Start of Block
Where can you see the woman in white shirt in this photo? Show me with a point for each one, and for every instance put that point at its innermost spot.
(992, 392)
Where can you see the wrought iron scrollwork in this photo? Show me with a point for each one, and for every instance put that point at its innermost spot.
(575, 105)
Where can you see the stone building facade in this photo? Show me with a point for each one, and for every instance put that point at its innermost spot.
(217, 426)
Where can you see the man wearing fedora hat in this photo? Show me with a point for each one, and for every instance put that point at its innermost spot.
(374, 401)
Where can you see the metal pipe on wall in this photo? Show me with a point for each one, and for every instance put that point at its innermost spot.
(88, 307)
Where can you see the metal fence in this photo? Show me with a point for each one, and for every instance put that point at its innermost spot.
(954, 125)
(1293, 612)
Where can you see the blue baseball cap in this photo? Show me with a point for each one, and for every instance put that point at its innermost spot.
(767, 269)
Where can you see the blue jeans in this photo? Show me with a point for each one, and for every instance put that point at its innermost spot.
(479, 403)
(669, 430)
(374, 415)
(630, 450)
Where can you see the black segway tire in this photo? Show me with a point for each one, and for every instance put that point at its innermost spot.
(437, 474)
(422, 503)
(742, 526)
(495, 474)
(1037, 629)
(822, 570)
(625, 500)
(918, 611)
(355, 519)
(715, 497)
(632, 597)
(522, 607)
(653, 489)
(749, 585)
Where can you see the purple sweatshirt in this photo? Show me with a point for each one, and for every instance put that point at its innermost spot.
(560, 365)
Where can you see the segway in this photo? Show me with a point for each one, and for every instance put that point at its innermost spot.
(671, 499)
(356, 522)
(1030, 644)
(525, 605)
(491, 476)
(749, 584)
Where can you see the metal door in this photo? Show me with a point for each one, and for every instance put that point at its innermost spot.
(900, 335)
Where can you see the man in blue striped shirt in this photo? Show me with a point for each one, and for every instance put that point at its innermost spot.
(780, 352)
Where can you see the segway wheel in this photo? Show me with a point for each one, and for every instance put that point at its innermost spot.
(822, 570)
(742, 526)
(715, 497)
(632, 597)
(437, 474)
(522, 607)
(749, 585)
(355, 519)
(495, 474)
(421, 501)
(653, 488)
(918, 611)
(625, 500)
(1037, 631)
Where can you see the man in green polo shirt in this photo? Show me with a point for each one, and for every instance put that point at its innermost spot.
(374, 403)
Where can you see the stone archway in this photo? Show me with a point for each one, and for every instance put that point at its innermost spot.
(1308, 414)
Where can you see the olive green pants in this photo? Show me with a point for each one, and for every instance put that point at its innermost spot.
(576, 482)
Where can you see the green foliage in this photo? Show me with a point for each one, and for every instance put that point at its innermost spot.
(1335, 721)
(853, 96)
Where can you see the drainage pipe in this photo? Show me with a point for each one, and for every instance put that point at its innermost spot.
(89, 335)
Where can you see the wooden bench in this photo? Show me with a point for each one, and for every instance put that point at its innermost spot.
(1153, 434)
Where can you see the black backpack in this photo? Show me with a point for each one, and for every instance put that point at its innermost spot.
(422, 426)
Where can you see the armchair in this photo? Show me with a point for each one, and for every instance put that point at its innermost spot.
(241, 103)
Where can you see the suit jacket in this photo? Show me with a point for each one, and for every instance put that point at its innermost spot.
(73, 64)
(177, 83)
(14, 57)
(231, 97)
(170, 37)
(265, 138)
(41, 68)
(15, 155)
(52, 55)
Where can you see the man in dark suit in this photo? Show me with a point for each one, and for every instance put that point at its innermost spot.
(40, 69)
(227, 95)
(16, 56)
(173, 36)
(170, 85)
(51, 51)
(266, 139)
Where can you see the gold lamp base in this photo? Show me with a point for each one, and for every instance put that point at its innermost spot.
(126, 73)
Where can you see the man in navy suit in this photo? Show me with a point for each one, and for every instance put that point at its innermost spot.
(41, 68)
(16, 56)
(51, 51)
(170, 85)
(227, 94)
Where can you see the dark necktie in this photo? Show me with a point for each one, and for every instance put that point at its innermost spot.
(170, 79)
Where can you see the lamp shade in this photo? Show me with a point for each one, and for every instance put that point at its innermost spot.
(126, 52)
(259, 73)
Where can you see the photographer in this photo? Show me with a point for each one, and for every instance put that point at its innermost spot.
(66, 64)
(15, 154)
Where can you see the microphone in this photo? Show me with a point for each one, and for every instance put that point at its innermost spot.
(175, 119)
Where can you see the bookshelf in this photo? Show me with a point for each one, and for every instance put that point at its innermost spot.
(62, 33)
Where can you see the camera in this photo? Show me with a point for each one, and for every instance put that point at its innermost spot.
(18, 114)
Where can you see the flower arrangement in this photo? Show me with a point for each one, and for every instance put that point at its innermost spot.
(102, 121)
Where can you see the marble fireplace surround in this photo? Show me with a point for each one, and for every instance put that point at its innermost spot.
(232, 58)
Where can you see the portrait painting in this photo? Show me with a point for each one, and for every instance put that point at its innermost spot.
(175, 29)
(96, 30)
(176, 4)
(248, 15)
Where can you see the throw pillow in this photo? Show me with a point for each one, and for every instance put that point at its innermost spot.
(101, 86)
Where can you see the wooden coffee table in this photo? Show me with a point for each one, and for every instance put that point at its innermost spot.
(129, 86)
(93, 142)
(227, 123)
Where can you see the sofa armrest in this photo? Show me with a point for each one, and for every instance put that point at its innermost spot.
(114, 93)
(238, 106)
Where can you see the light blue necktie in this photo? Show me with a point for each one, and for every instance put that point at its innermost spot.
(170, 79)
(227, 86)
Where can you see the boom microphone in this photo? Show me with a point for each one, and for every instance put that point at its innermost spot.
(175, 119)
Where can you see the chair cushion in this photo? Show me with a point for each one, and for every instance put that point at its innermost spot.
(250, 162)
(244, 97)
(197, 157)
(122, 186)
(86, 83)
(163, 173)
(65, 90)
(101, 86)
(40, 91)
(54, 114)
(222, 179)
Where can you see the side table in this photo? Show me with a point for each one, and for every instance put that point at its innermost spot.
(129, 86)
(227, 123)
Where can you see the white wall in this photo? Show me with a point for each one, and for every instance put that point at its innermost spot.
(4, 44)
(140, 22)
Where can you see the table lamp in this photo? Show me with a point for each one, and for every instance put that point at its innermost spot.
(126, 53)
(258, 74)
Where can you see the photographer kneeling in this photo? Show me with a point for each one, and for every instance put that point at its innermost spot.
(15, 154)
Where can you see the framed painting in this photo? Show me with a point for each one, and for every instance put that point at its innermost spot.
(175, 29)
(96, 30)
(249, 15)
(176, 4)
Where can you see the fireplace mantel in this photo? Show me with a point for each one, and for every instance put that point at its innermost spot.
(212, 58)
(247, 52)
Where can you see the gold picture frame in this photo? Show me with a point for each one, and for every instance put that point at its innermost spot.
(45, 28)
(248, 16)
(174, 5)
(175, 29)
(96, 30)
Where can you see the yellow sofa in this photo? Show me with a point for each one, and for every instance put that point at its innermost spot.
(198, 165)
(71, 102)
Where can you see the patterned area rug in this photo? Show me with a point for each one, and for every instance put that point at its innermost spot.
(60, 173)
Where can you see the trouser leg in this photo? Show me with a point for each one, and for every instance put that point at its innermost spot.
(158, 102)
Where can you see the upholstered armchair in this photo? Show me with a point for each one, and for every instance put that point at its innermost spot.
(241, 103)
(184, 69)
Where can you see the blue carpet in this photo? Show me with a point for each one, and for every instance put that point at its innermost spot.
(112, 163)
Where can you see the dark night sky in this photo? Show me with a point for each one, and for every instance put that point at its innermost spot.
End of Block
> Requirement
From the first line to the last, retype the records exactly as they stand above.

> Result of the exercise
Where can you see the woman in white shirt in this photo? Show me with a point for each one, and for every instance put that point at its innermost spot.
(992, 392)
Where can you see the wrought iron scrollwork in this photo? Show me with a point for each one, and for every instance put that point at its innermost spot.
(575, 105)
Where can you see the stone building facade in this photo? Show me with a point for each one, and for every instance put that point at its innermost spot.
(217, 426)
Where can you see the man wearing fedora hat in this photo? Show me with a point for each one, and for every instance put that point at its innermost spot.
(374, 401)
Where can you see the metal pipe on wall in this photo? Show me with a point for each one, and for every instance put that point at its innermost spot.
(88, 307)
Where can you see the metal fence in this photo? Show me with a point for each one, and for every instance put that point at its innermost spot.
(954, 125)
(1293, 612)
Where can you see the blue baseball cap in this photo? Show me with a point for each one, and for every instance put that point at its innermost spot.
(767, 269)
Where can you see the blue jeans in this photo? Show me with a point for each one, and for every instance put that point at its innermost spot.
(479, 403)
(669, 430)
(374, 415)
(630, 450)
Where can you see the black segway tire in this photo? Show me with a point for each one, and for every instance put that point at its innermost spot.
(437, 474)
(422, 503)
(742, 526)
(495, 474)
(1037, 629)
(822, 570)
(625, 500)
(918, 611)
(355, 519)
(715, 497)
(632, 597)
(522, 607)
(653, 489)
(749, 585)
Where can you see the purple sweatshirt in this photo? Show me with a point for each one, and for every instance put that point at its innermost spot.
(560, 365)
Where can you see the segway in this photo? Show me with a point for each one, and for every instance put that point at its innermost spot.
(671, 499)
(356, 522)
(1030, 644)
(525, 605)
(491, 476)
(749, 584)
Where can you see the metal door in this photo? Show me with a point for each one, and for every instance put that point at its innermost spot.
(900, 335)
Where can you see the man in blue striped shirt in this photo? Show me with a point for each one, and for every instance put that point at its innermost spot.
(780, 352)
Where can you see the segway wheel in this photo? Show me with a point for each one, and for every instance put that point at its innermost spot.
(822, 570)
(742, 526)
(715, 497)
(632, 597)
(437, 474)
(522, 607)
(749, 585)
(355, 519)
(495, 474)
(421, 501)
(653, 488)
(918, 611)
(625, 500)
(1037, 631)
Where can you see the man in green polo shirt in this photo? Show me with a point for each one, and for every instance put that point at its innermost spot.
(374, 403)
Where can you see the stone archway in this photo? Show me with a point for each one, and for every instance put that point at its innermost spot.
(1308, 414)
Where can you see the olive green pants in this photo? Show me with a point for each one, and for every instance put that point at its innermost spot.
(576, 482)
Where can you see the green foliage in this photo? Show me with a point for each one, and for every instance put that point at its innermost spot.
(1335, 721)
(853, 96)
Where can you see the drainage pipe in this photo? Show me with a point for each one, and for every instance put that point at its innermost spot.
(89, 335)
Where can you see the wooden bench in this photo? Show me with a point for each one, and for every instance put that point at its innermost spot.
(1153, 434)
Where can you see the black backpack in this photo? Show me with a point for each one, and for every instance put that point at its innermost spot.
(422, 426)
Where can you see the armchair in this photo? Show me with a point for each one, and for every instance put that point at its innermost spot.
(241, 103)
Where can you see the suit jacket in this photo? Show me with a point for each one, and for every instance put that point at its innermost spot.
(73, 64)
(177, 83)
(14, 57)
(231, 97)
(170, 37)
(265, 138)
(41, 68)
(15, 155)
(52, 55)
Where can you see the man in dark suit in this photo? Show me with a point for each one, and for every instance put that point at its innermost spot.
(40, 69)
(227, 95)
(16, 56)
(173, 36)
(170, 85)
(51, 51)
(266, 139)
Where can you see the gold lamp base in this photo? Show me with a point for each one, and for every instance put that point at its innermost spot.
(126, 73)
Where can you see the man in navy suit in this photo? Show me with a point for each one, and for every instance put that point at its innermost spot.
(41, 68)
(16, 56)
(51, 51)
(170, 85)
(227, 94)
Where can you see the dark necktie in this photo? Show me with a point for each one, and for every instance put that point at its innermost spot.
(170, 79)
Where can you see the lamp shade in this photo? Show me with a point for each one, and for every instance put that point at its innermost spot.
(126, 52)
(259, 73)
Where can you see the photographer in this photo? Show me with a point for each one, and for every instance put that point at its innermost spot.
(66, 64)
(15, 154)
Where can you see the microphone in this photo? Show me with a point for each one, and for every instance put that point at its innermost spot.
(175, 119)
Where can you see the bookshelf in this photo? Show me with a point for each one, and for every instance put that point at its innermost spot.
(62, 33)
Where can you see the camera in this photo? Show me with a point for each one, and for every instance put that point at its innermost spot.
(18, 114)
Where can you see the flower arrangement in this photo? Show me with a point for each one, and for every instance put that point at its innermost spot.
(102, 121)
Where can you see the marble fireplace surround in this photo? Show me with a point for each one, and for every instance put that point at its innermost spot.
(232, 58)
Where can you see the portrait painting in this photo? Show me with a point for each one, and for every instance put that point at its innermost spot.
(175, 29)
(96, 30)
(176, 4)
(248, 15)
Where can you see the throw pillow in this photo? Show me with a point for each one, and for every instance put that point at its innermost spot.
(101, 86)
Where can you see the wooden coffee table in this photo? Show me with a point for each one, and for every instance put that point at its innermost spot.
(129, 86)
(93, 142)
(227, 123)
Where can you see the sofa armrest in this photo? Show me with a point for each one, and for every instance put that point at its innermost spot.
(114, 93)
(238, 106)
Where can you see the light blue necktie in this photo? Show me with a point for each one, and for every instance put that point at its innermost spot.
(170, 79)
(227, 86)
Where can you see the boom microphone in this photo? Show me with a point for each one, and for every instance put that point at its innermost spot.
(175, 119)
Where can you see the chair cushion in this photo? Show me with a point for each one, and for every instance put that point at its innermost spot.
(250, 162)
(244, 97)
(197, 157)
(122, 186)
(86, 83)
(163, 173)
(65, 90)
(101, 86)
(40, 91)
(54, 114)
(222, 179)
Where can you see the side table in this photo? Show me with a point for each one, and for every instance put that point at its innermost spot.
(129, 86)
(227, 123)
Where can you see the white wall in this photo? Show me with a point for each one, and for every instance put that point at its innermost spot.
(4, 44)
(140, 22)
Where can you see the table lamp in this photo? Show me with a point for each one, and for every instance put that point at its innermost spot.
(126, 53)
(258, 74)
Where can you see the photographer kneeling in this photo? Show me with a point for each one, and for every instance put that point at its innermost spot.
(15, 154)
Where can you see the framed painting in this photo? Show me with a point for each one, and for every instance put that point at its innermost spot.
(175, 29)
(96, 30)
(249, 15)
(176, 4)
Where can you see the fireplace mantel in this photo? Show me with a point for each one, and for every instance put that point at its innermost spot.
(212, 58)
(247, 52)
Where can you see the gold picture frame in this photo? Show me with a point for each one, and for every instance put that point at its innermost spot.
(45, 28)
(248, 16)
(174, 5)
(175, 29)
(96, 30)
Where can you see the yellow sofa in this photo? Show me with a point for each one, and for every instance put that point at its innermost spot.
(198, 165)
(71, 102)
Where can you see the patterned area rug in this photo? Show me with a point for each one, and for every instance put that point at its innermost spot.
(60, 173)
Where can you see the trouser leg in this photo? Show me with a point for each one, and for every instance put that point at its innermost spot.
(158, 102)
Where can you see the upholstered armchair in this photo? Show me with a point for each one, and for every instance put that point at its innermost spot.
(241, 103)
(184, 69)
Where can you see the blue carpet in this photo? Show me with a point for each one, and for every instance put that point at its innermost spot.
(112, 163)
Where can you see the dark night sky in this photo? Show me with a point for each one, and for every instance put that point at its innermost spot.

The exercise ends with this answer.